What you should do =
Say whether each statement agrees with the forum thread on loosening snowboard binding screws, answering yes or no and quoting the thread's deciding words: 1. Kaladryn got the new screws from Union free of charge. 2. bazman got the new heelcup screws from Union without paying anything. 3. F1EA names Burton hardware as one possible fix.

— START Text —

Your "twice" distance is an irrelevant term, you talking 4 feet to 8 feet of leverage ya then double is huge. Binding case no.... Just no. If you think micro discs are the reason you can't keep your Union bindings aren't tight well go on and only buy micro discs that's fine. The majority of the industry has never been micro though and the majority of people don't have their bindings falling off their board. 

Sell and get yourself some Katanas although those aren't gonna have a micro baseplates either so maybe not.


----------



## bazman (Jan 15, 2017)

lab49232 said:


> Your "twice" distance is an irrelevant term, you talking 4 feet to 8 feet of leverage ya then double is huge. Binding case no.... Just no..


Double of 2 is 4
Double of 10000 is 20000

Double is Double. If you don't understand that I can't help you


----------



## F1EA (Oct 25, 2013)

Loctite, nail polish or get Burton hardware (the screws with the little nylon strip). That should solve the problem.


----------



## Kaladryn (Mar 18, 2016)

I got the new screws for free from Union for my ultra bindings, they solve the screw loosening/heelcup sliding issue.

It is true the smaller mounting disc also causes screws to need attention slightly more often than larger mounting discs but it isn't an issue if you do it right and it's hardly any different.

Union bindings are by far my favorite.


----------



## Colonelsanders2 (Sep 17, 2019)

Only problem I had was with burton freestyles, would do the same thing. My union STR dont do that(*jinxes self) only thing I hate is the base is so big it slightly hangs over the edge of the board no matter the angle loool


----------



## bazman (Jan 15, 2017)

Update on this. I got the updat


Kaladryn said:


> I got the new screws for free from Union for my ultra bindings, they solve the screw loosening/heelcup sliding issue.


Update: I got the new heelcup screws from Union for a small fee and all is good now. No more loosening. Cheers for the tip


----------

— END Text —
— START Dataset excerpts —

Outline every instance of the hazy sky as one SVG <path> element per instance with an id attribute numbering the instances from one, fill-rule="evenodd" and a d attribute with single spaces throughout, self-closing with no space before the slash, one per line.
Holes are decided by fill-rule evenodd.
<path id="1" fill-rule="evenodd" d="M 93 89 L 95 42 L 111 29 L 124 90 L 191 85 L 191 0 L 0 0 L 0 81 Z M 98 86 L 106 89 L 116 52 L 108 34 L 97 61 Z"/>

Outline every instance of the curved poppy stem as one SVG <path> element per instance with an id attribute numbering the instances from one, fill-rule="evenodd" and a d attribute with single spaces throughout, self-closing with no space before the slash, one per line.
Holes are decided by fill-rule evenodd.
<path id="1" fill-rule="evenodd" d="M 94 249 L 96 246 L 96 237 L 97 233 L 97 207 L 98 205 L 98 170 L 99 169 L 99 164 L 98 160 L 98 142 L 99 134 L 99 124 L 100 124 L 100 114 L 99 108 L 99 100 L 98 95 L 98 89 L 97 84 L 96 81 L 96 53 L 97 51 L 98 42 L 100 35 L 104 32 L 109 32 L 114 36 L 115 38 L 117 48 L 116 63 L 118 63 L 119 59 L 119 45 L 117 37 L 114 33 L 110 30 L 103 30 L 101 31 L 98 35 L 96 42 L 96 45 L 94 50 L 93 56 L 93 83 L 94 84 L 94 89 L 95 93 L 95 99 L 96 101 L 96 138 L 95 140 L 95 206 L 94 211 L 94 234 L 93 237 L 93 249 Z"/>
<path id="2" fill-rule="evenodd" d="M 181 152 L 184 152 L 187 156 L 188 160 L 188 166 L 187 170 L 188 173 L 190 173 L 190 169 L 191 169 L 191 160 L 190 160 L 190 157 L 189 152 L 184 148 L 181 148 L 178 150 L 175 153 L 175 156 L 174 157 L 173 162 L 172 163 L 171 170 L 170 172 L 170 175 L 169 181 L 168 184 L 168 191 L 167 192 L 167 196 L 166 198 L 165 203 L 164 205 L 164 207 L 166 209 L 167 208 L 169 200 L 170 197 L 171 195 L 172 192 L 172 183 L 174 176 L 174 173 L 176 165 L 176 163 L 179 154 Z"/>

— END Dataset excerpts —

Answer below =
1. Yes: "I got the new screws for free from Union for my ultra bindings"
2. No: "I got the new heelcup screws from Union for a small fee"
3. Yes: "Loctite, nail polish or get Burton hardware (the screws with the little nylon strip)"